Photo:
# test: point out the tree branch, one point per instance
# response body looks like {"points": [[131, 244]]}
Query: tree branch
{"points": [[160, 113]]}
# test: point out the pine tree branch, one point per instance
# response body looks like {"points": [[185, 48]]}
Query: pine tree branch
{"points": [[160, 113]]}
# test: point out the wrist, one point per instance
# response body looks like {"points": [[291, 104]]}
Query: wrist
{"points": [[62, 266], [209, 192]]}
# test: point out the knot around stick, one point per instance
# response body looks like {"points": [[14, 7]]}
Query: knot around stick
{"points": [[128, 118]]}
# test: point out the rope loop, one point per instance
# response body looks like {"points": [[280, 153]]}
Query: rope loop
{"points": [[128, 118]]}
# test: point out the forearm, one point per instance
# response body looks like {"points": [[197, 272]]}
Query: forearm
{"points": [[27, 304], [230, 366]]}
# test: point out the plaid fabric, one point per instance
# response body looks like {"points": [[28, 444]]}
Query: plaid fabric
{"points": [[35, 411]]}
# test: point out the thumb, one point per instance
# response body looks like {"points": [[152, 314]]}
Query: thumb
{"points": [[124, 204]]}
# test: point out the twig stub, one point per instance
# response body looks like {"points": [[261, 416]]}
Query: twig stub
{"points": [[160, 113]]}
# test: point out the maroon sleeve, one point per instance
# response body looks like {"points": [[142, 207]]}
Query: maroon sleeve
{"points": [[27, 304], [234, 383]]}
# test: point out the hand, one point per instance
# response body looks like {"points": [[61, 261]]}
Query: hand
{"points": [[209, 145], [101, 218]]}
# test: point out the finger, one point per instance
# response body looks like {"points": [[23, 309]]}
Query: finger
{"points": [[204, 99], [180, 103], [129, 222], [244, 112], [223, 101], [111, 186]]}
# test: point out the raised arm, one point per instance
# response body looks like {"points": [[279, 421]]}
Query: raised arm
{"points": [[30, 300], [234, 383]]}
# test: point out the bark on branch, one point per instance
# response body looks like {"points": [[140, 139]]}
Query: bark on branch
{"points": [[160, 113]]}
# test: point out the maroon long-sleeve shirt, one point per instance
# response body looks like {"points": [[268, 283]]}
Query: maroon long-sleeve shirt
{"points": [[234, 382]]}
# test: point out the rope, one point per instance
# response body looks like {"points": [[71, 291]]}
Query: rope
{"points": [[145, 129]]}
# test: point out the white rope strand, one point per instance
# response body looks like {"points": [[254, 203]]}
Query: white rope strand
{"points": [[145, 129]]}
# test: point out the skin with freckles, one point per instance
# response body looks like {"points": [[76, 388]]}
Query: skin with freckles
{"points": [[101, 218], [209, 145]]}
____________________
## YOUR INSTRUCTIONS
Please retype all of the data above line for line, keeping every character unchanged.

## SOLUTION TO THIS PROBLEM
Photo:
# test: point out the tree branch, one point per instance
# response body looks like {"points": [[131, 244]]}
Query: tree branch
{"points": [[160, 113]]}
# test: point out the pine tree branch, one point per instance
# response body looks like {"points": [[185, 48]]}
Query: pine tree branch
{"points": [[160, 113]]}
# test: point out the wrist, one point per instance
# response body looks like {"points": [[291, 104]]}
Query: wrist
{"points": [[62, 266], [209, 192]]}
# test: point out the knot around stick, one point per instance
# response body looks like {"points": [[14, 7]]}
Query: knot around stick
{"points": [[128, 118]]}
# test: point out the rope loop, one point per instance
# response body looks like {"points": [[280, 153]]}
Query: rope loop
{"points": [[128, 118]]}
# test: point out the forearm, one point per instance
# response body looks like {"points": [[197, 272]]}
Query: forearm
{"points": [[27, 304], [230, 366]]}
# test: point out the plaid fabric, one point per instance
# response body looks like {"points": [[28, 444]]}
Query: plaid fabric
{"points": [[35, 411]]}
# test: point out the thumb, one point per instance
# response body looks like {"points": [[152, 314]]}
Query: thumb
{"points": [[124, 204]]}
# test: point out the twig stub, one point per instance
# response body looks like {"points": [[261, 416]]}
Query: twig stub
{"points": [[160, 113]]}
# test: point out the maroon sleeve, one point per instance
# response body looks like {"points": [[142, 207]]}
Query: maroon sleeve
{"points": [[27, 304], [234, 383]]}
# test: point out the hand, one point per instance
# response body looks like {"points": [[61, 261]]}
Query: hand
{"points": [[209, 145], [101, 218]]}
# test: point out the finger, one point per instance
# response body looks like {"points": [[23, 309]]}
Query: finger
{"points": [[204, 99], [180, 103], [129, 222], [244, 112], [223, 101], [111, 186]]}
# test: point out the raised arm, one point per instance
# response body looks like {"points": [[279, 421]]}
Query: raised arm
{"points": [[30, 300], [234, 383]]}
# test: point out the bark on branch, one point per instance
# response body looks like {"points": [[140, 139]]}
Query: bark on branch
{"points": [[160, 113]]}
# test: point out the maroon long-sleeve shirt, one point per instance
# response body looks like {"points": [[268, 283]]}
Query: maroon long-sleeve shirt
{"points": [[234, 382]]}
# test: point out the rope, one point per instance
# response body looks like {"points": [[71, 291]]}
Query: rope
{"points": [[145, 129]]}
# test: point out the white rope strand, one point per instance
# response body looks like {"points": [[254, 203]]}
Query: white rope strand
{"points": [[145, 129]]}
# test: point out the skin with freckles, one point per instance
# response body looks like {"points": [[76, 388]]}
Query: skin with freckles
{"points": [[101, 218], [209, 145]]}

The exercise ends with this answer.